Jobs.
[A] In the essay on trauma as a plot device, what is named as the default kind of trauma for older women in fiction?
[B] Carry on the essay about trauma as a plot device, picking up right after its final sentence.

Text block.
This trope is offensive on very many levels. However, there has also been a lot written about it already, so let me just briefly summarize. Not only it does not treat the trauma of rape with the gravity it deserves nor give the woman the space to deal with it in any way, it also and assumes that any kind of pain and suffering is a good way to make characters stronger. Additionally, it seems to operate on the assumption that as a default, women are not strong. They need to be made so by a specific kind of horrible experience. An experience that is sexual in nature and involves men, of course. That, after all, is the whole point of women: serving as sexual objects to men. Nothing else could possibly be important enough to them.

Sansa has had people murder her entire family, as far as she knows. But that would never be enough to spur her into any kind of action. She needed to be raped first. Then, after that happened, her reaction to the traumatic experience was chosen so that it would further the plot the way showrunners wanted. They could have gotten it without the rape, too, but they went this way. A way that doesn’t respect her personality and reactions until then. That, right there, is trauma as plot device.

catelyn

Rape is the go-to trauma for women, in fact—until a certain age. Once they get too old, it suddenly stops happening in fiction. Perhaps because of the assumption that no one rapes older women (not true, obviously). Perhaps because people just don’t like thinking about women over fifty and sex at the same time, period. In any case, there is a default kind of trauma for older women too: their children getting killed.

The tragic image of a mother with her murdered children in her arms is a little out of vogue nowadays, I feel—this new age and its Strong Women™ work much better with characters empowered by their rape—but it’s a staple in literature since times immemorial.

(Boundary annotation records)
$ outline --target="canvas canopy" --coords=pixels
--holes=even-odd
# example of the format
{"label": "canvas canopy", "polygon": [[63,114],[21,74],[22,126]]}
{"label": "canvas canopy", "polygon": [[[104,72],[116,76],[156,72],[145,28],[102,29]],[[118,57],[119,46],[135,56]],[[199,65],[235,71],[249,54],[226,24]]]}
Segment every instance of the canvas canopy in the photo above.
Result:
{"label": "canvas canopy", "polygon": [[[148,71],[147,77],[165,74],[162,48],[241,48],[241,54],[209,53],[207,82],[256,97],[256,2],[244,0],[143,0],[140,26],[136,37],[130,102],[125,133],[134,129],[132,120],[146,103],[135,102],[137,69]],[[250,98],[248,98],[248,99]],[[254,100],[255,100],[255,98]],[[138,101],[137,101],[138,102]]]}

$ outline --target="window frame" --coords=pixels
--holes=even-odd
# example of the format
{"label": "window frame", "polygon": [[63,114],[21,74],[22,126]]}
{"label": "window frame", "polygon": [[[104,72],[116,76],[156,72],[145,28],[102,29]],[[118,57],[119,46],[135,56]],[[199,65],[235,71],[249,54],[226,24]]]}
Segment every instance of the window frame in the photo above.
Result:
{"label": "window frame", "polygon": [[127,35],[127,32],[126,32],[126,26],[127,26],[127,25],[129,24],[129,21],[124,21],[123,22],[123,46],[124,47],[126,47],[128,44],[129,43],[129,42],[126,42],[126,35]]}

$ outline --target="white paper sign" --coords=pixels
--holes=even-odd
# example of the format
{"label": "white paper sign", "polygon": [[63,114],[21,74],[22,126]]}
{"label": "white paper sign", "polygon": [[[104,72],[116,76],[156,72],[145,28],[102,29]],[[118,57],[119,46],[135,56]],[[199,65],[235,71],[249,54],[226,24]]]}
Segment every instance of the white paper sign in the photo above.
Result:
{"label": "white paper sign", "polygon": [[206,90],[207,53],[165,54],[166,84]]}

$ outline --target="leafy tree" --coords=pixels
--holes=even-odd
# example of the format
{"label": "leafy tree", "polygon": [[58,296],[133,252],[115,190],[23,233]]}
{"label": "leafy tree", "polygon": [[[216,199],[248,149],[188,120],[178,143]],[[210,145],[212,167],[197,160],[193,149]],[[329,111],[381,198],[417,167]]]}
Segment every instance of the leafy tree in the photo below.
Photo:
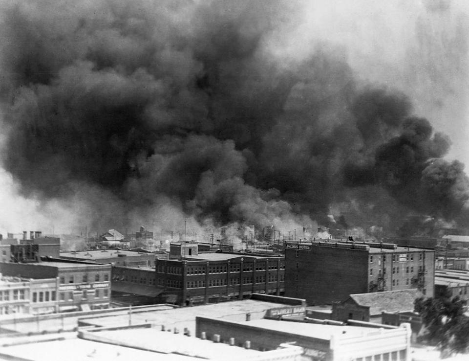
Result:
{"label": "leafy tree", "polygon": [[464,304],[459,297],[450,297],[449,294],[421,297],[414,304],[426,328],[424,339],[437,346],[443,357],[469,351],[469,317],[464,314]]}

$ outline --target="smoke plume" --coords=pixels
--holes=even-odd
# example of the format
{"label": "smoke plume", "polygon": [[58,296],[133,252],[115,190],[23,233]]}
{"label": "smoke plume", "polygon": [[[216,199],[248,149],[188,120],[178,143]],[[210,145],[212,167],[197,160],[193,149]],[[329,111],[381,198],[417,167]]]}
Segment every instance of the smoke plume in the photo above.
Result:
{"label": "smoke plume", "polygon": [[371,81],[356,53],[307,31],[316,6],[2,4],[4,169],[93,229],[286,232],[331,215],[389,230],[416,212],[464,225],[469,181],[444,159],[448,138],[393,71],[397,86]]}

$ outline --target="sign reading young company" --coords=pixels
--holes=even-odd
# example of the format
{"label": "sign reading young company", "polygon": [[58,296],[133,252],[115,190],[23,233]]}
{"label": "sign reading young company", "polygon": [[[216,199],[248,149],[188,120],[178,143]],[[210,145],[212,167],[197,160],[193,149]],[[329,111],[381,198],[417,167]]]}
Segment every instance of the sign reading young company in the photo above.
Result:
{"label": "sign reading young company", "polygon": [[301,243],[286,243],[285,249],[301,249],[301,250],[311,250],[311,245],[302,245]]}
{"label": "sign reading young company", "polygon": [[99,282],[95,283],[80,283],[79,284],[60,286],[59,291],[74,291],[75,290],[90,290],[96,288],[108,288],[111,286],[109,282]]}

Outputs by task.
[A] Their children getting killed.

[B]
Now someone could say I am being a little unfair, because children dying is very often used with men, too. It’s different, though. Men, when they find out that their children are dead, go on a revenge-murder spree. Women are broken and sobbing and need to be avenged by someone else. The broken-hearted mother becomes a plot device in what is not even her own story. This is one of the reasons why Catelyn Stark in A Song of Ice and Fire is such an important character, and why her mangling in Game of Thrones is such a problem. She is the broken-hearted mother, and what we see in the book is her story. We don’t follow some knight in shining armour who promised her to avenge her; we see her and her pain.

When it comes to male protagonists and the way their trauma is treated, it’s not very flattering either. For one, it’s hardly ever something that happens to them personally. I already said that rape of men is ignored as a possibility, but even other kinds of bodily harm—the kinds one would expect protagonists of action-filled fiction to be especially liable to—are rarely something that happens to the hero. Injuries, yes, but injuries that heal without any long-term effects and that leave no trauma behind. Anything more long-lasting? Nah. I mean, the hero needs to be able-bodied, right? No one is interested in a protagonist who is not the most physically skilled person around, or so most writers seem to assume.

When dangerous situations and bodily harm are treated as something life-changing, it’s usually only because it made the hero stronger. In this, it is perhaps a little similar to Rape as Empowerment, even though the gendered implications are naturally completely different. Oliver Queen gets some flashbacks to the traumatic experience he went through on the island in Arrow, sure. But chiefly, what happened to him made him into a superhero. Working with an established origin story, the show is not treating it too badly, but there is still something problematic about the idea in itself.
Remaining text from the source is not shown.